**Action item**
Look below for the line with "Mark the tall evergreen", and from there restate every line word for word until the entries end.

Dataset entries:
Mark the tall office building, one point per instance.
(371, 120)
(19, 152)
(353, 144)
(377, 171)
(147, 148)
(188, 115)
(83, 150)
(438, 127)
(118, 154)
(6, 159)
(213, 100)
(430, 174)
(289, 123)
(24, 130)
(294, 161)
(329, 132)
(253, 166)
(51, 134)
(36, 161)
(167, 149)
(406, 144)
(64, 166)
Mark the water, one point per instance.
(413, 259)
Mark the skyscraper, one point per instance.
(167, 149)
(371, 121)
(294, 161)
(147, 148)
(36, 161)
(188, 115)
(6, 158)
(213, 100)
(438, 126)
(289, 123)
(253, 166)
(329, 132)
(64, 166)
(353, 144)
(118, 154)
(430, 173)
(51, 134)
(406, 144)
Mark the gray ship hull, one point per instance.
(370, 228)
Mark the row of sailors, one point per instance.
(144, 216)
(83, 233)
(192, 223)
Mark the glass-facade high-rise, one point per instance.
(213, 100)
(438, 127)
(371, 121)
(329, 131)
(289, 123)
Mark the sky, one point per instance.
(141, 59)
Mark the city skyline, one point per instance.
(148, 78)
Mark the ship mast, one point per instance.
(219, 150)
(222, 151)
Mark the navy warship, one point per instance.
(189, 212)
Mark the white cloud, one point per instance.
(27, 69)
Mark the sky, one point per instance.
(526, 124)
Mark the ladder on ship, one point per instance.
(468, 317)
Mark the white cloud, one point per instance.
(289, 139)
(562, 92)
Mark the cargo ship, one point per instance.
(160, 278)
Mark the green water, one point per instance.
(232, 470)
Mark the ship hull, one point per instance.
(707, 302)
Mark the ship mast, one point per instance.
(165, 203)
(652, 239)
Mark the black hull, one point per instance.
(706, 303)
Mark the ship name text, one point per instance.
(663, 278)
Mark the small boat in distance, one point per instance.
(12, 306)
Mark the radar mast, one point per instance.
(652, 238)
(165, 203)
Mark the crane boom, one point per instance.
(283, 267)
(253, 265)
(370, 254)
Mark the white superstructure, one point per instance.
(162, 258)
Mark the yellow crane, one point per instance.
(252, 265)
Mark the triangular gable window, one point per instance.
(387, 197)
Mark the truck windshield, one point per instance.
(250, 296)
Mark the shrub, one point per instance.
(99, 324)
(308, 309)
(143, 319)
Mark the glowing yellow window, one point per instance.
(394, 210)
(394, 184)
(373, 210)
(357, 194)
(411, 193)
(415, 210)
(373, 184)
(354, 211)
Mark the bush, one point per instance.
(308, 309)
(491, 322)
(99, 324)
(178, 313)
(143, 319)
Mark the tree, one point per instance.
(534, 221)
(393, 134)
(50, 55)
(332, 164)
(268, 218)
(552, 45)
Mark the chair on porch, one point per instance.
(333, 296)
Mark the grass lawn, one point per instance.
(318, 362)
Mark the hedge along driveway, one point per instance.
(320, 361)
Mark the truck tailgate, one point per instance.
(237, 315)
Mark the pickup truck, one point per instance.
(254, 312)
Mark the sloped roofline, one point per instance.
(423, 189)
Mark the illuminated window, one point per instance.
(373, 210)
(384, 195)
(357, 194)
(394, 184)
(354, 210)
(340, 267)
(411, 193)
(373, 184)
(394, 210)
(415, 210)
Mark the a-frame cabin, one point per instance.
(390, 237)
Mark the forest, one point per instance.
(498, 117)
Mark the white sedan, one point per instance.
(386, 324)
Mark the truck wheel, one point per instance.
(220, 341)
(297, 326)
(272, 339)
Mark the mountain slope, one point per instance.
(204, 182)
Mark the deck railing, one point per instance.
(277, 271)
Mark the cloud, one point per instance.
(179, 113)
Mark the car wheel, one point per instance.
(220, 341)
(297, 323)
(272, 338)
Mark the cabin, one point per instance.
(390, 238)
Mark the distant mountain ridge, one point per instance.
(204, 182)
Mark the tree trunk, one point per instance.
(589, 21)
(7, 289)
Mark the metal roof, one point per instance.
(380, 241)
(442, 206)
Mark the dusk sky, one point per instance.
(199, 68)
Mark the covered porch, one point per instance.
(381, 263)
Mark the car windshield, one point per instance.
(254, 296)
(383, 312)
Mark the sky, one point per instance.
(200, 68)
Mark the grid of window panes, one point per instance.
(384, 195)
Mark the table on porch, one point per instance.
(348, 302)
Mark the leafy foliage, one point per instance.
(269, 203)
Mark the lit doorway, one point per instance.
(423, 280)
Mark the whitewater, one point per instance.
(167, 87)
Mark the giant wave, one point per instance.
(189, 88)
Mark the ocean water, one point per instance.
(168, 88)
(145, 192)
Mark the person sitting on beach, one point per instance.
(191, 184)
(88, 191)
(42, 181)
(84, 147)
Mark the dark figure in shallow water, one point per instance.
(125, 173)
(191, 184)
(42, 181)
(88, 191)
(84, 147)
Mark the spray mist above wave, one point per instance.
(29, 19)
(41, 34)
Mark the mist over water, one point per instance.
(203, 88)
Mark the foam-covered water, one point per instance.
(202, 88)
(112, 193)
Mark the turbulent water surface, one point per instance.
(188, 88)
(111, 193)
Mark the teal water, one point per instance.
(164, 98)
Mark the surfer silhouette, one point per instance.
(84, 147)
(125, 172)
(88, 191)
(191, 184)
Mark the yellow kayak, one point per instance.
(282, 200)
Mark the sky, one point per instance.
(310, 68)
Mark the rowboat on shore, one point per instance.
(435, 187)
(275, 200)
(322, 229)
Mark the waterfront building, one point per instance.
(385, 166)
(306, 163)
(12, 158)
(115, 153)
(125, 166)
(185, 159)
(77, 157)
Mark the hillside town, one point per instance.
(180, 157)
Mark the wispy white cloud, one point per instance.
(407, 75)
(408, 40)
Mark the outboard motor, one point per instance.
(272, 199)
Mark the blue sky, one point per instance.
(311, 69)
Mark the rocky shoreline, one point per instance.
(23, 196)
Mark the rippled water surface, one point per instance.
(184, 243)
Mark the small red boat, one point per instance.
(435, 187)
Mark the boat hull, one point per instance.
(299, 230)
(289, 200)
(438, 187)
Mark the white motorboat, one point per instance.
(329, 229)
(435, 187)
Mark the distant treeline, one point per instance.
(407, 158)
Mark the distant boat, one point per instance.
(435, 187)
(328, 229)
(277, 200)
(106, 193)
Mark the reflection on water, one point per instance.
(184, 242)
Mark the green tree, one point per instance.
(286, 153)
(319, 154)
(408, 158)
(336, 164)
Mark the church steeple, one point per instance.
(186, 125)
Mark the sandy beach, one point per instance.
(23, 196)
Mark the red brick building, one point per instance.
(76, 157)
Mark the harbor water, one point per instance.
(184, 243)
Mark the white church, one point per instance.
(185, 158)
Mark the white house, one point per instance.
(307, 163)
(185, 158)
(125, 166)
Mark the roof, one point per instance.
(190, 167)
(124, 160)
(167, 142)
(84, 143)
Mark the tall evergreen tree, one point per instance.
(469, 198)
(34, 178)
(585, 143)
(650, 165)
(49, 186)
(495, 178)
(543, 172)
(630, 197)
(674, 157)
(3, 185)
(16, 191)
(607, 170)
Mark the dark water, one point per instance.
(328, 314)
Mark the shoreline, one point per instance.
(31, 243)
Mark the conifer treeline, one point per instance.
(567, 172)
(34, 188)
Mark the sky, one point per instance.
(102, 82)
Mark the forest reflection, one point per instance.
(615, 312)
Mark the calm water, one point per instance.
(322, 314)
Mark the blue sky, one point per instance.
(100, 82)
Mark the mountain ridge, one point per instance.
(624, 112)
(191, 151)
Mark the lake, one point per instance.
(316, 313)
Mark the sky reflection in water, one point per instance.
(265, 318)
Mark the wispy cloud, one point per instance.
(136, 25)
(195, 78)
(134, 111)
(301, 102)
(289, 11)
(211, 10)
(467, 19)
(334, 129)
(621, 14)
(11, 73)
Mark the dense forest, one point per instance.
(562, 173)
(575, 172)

**Answer section**
Mark the tall evergreen tree, one point per instance.
(469, 198)
(34, 178)
(585, 143)
(650, 165)
(49, 186)
(495, 178)
(543, 172)
(630, 197)
(674, 157)
(3, 185)
(16, 191)
(607, 170)
Mark the dark water, one point per instance.
(328, 314)
Mark the shoreline, one point per instance.
(31, 243)
Mark the conifer treeline, one point per instance.
(567, 172)
(34, 188)
Mark the sky, one point per instance.
(102, 82)
Mark the forest reflection, one point per instance.
(615, 312)
Mark the calm water, one point per instance.
(322, 314)
Mark the blue sky, one point per instance.
(100, 82)
Mark the mountain ridge, one point per instance.
(624, 112)
(191, 151)
Mark the lake, one point per instance.
(316, 313)
Mark the sky reflection in water, one point per instance.
(265, 318)
Mark the wispy cloud, one point per instance.
(136, 25)
(195, 78)
(134, 111)
(301, 102)
(289, 11)
(211, 10)
(467, 19)
(334, 129)
(621, 14)
(11, 73)
Mark the dense forest, one point per instance.
(562, 173)
(575, 172)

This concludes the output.